**Ihre Aufgaben**
a: Schreiben Sie aus dem Text über die Gasbohrung vor Borkum den Abschnitt ab, der bei „Aufhören? Chris de“ beginnt und bei „im großen Stil.“ endet.
b: Beantworten Sie anhand des Textes über die Gasbohrung vor Borkum folgende Fragen:
(i) Wie weit vor der Insel steht die Förderplattform?
(ii) Wie tief soll das Loch werden, das One-Dyas bohren will?
(iii) Wie viel Erdgas wird in dem Feld vermutet?
c: Fassen Sie den Text über die Gasbohrung vor Borkum in zwei Sätzen zusammen.

**Textauszug**
* * *

Aufhören? Chris de Ruyter van Steveninck denkt gar nicht daran. „Wir werden demnächst anfangen, zu bohren“, sagt er. „Wir glauben, wir machen das Richtige.“ De Ruyter van Steveninck ist der Vorstandsvorsitzende der Firma One-Dyas und damit Herr über ein Projekt, das Bewohner der Nordseeinsel Borkum genauso auf die Barrikaden bringt wie Umweltschützer – und das auch neuen Konfliktstoff für die Ampelkoalition in Berlin birgt. Der Mann will nach Gas bohren, und zwar im großen Stil.
Seit diesem Dienstag kann man von Borkum aus sehen, was das bedeutet. Etwa 23 Kilometer vor der Insel steht nun eine Förderplattform im Meer, in Sichtweite vieler Strandurlauber. Sie steht aber nicht in deutschen Gewässern, sondern in niederländischen – ganz knapp hinter der Grenze. One-Dyas will hier ein vier Kilometer tiefes Loch bohren, bis hinein in das Erdgasfeld N05-A. Drei Monate solle das dauern, heißt es bei dem niederländischen Unternehmen. Parallel dazu werde eine Pipeline in die Niederlande verlegt. Geht es nach de Ruyter van Steveninck, soll es Ende des Jahres losgehen mit der Erdgasförderung. Auch unter der deutschen Nordsee.
Besser heimische Ressourcen als Importe, sagt das Unternehmen
Das Projekt verursacht seit Jahren Ärger. 60 Milliarden Kubikmeter Erdgas werden in dem Feld vermutet, rund die Hälfte davon unter deutschen Hoheitsgewässern. Doch Umweltschützer und Bürgerinitiativen kämpfen erbittert gegen das Projekt. „Wir sind entsetzt“, schrieb Anfang der Woche Fridays for Future in einem offenen Brief an Landes- und Bundesminister. Schließlich habe die Weltgemeinschaft erst im vorigen Winter, beim Klimagipfel in Dubai, den Ausstieg aus fossilen Investments beschlossen. „Und nun planen Sie, ein neues Gasfeld vor der Küste zu ermöglichen?“ Greenpeace trommelte vorige Woche zum Protestcamp auf See und löste es erst auf, als One-Dyas mit hohen Schadenersatzforderungen drohte. Die Deutsche Umwelthilfe bemüht, zusammen mit Partnern, die Gerichte.

* * *

**Bereitgestellte Datensätze**

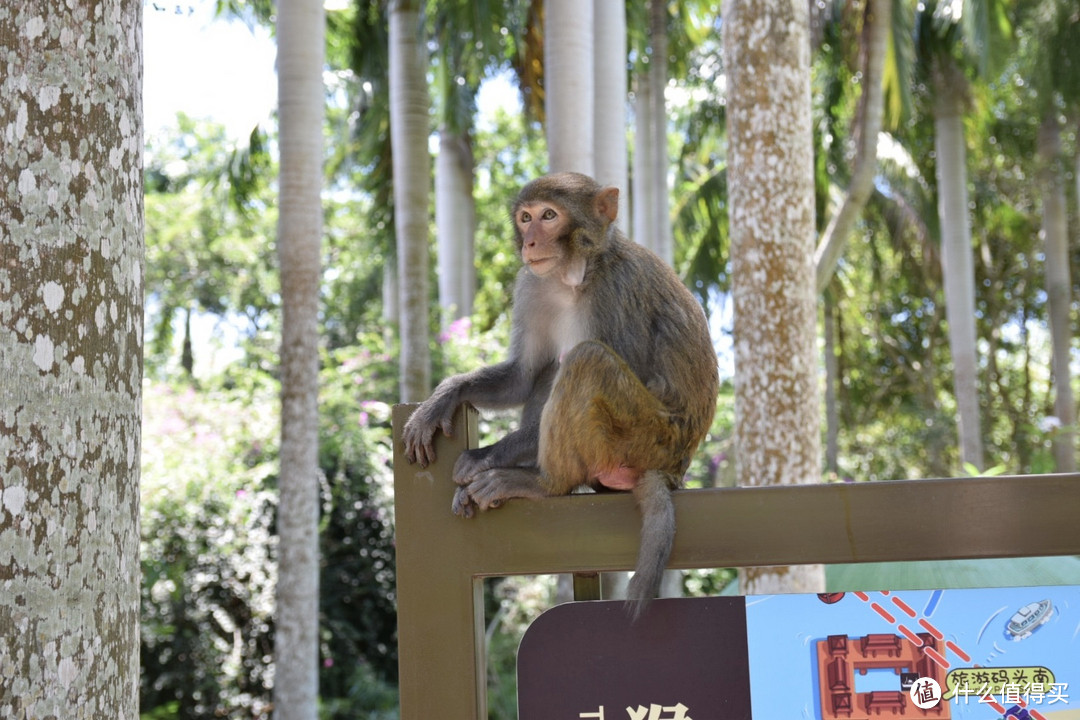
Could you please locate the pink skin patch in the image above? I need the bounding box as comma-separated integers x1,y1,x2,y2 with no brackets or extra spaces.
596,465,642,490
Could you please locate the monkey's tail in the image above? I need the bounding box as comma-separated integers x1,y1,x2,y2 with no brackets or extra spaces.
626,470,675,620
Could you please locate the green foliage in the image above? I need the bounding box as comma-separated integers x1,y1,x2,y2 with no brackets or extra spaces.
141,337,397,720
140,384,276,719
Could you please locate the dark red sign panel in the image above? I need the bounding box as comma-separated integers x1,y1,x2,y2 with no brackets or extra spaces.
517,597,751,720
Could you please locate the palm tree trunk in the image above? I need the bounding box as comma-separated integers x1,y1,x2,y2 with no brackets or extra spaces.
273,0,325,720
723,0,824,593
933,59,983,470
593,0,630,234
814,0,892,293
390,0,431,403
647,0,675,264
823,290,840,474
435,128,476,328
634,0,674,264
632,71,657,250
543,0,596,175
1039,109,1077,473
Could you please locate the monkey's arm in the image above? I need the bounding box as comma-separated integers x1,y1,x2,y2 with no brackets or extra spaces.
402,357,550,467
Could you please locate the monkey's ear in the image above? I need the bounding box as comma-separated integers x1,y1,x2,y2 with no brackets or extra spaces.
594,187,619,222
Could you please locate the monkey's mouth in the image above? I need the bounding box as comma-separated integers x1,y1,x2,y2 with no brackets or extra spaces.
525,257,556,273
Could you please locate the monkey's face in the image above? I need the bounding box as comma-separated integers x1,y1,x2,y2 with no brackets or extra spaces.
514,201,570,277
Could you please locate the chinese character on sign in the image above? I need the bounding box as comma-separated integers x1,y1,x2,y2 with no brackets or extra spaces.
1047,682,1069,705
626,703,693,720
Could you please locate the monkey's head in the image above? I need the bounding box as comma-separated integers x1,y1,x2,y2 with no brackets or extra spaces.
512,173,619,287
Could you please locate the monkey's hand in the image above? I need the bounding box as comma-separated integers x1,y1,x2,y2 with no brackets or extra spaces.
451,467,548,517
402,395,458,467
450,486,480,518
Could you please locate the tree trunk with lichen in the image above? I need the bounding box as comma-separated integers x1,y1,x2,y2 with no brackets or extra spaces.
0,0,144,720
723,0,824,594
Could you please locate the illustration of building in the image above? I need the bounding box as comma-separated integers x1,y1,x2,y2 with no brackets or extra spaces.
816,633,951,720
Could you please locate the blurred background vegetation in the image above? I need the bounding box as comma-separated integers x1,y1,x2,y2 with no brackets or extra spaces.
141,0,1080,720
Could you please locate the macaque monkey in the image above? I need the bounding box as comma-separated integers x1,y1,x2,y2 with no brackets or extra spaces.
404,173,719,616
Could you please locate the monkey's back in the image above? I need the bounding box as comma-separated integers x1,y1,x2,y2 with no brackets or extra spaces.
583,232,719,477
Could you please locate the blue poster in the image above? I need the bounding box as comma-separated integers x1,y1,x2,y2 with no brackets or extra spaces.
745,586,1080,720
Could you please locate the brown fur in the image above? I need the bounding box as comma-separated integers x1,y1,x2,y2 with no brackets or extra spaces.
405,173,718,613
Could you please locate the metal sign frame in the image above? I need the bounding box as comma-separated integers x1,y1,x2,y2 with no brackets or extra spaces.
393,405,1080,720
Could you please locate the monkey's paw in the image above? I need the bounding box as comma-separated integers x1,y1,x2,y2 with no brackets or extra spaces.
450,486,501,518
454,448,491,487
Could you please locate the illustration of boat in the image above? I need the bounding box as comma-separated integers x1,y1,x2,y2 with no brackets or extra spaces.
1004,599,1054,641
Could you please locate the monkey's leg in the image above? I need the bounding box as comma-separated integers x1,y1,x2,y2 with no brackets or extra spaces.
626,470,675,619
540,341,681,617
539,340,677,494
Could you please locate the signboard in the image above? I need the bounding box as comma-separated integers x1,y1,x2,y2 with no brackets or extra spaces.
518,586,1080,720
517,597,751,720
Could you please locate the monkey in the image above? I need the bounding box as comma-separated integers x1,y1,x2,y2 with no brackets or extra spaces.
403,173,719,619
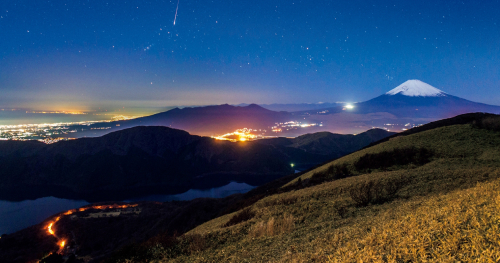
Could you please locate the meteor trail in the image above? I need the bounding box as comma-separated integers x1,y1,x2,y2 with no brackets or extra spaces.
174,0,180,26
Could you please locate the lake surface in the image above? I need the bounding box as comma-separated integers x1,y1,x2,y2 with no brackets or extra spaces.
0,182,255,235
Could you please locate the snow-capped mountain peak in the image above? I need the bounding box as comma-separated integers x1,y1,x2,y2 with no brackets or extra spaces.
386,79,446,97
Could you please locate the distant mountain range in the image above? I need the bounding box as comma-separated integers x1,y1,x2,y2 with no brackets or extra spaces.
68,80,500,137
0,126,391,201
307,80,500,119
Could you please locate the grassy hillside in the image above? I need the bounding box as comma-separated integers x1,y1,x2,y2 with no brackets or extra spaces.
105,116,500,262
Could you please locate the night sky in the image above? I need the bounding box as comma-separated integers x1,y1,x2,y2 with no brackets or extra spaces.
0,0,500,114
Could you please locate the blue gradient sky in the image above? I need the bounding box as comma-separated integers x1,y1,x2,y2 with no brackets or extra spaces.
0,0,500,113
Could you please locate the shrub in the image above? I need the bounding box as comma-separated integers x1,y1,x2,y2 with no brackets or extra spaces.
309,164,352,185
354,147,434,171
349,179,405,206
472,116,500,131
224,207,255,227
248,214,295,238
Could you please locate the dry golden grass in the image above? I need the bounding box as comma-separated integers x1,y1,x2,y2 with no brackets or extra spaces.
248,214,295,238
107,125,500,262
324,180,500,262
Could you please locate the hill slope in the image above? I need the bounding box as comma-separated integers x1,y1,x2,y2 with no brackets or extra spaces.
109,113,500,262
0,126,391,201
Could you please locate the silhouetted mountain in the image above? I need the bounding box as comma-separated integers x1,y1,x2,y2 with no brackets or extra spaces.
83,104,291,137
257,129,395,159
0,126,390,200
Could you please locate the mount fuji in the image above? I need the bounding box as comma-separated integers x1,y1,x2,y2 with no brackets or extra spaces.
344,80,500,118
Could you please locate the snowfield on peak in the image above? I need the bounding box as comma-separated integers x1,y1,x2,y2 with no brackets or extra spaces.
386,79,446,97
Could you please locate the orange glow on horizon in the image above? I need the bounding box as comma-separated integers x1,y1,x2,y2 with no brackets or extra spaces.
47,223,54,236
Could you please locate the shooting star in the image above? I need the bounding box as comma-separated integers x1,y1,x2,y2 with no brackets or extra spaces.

* * *

**Lösungen**
a:
Aufhören? Chris de Ruyter van Steveninck denkt gar nicht daran. „Wir werden demnächst anfangen, zu bohren“, sagt er. „Wir glauben, wir machen das Richtige.“ De Ruyter van Steveninck ist der Vorstandsvorsitzende der Firma One-Dyas und damit Herr über ein Projekt, das Bewohner der Nordseeinsel Borkum genauso auf die Barrikaden bringt wie Umweltschützer – und das auch neuen Konfliktstoff für die Ampelkoalition in Berlin birgt. Der Mann will nach Gas bohren, und zwar im großen Stil.

b:
(i) Etwa 23 Kilometer.
(ii) Vier Kilometer.
(iii) 60 Milliarden Kubikmeter, rund die Hälfte davon unter deutschen Hoheitsgewässern.

c: Das niederländische Unternehmen One-Dyas will knapp hinter der Grenze in niederländischen Gewässern, etwa 23 Kilometer vor Borkum, in das Erdgasfeld N05-A bohren und Ende des Jahres mit der Förderung beginnen, auch unter der deutschen Nordsee. Gegen das seit Jahren umstrittene Projekt kämpfen Umweltschützer und Bürgerinitiativen, etwa Fridays for Future mit einem offenen Brief, Greenpeace mit einem Protestcamp auf See und die Deutsche Umwelthilfe vor Gericht.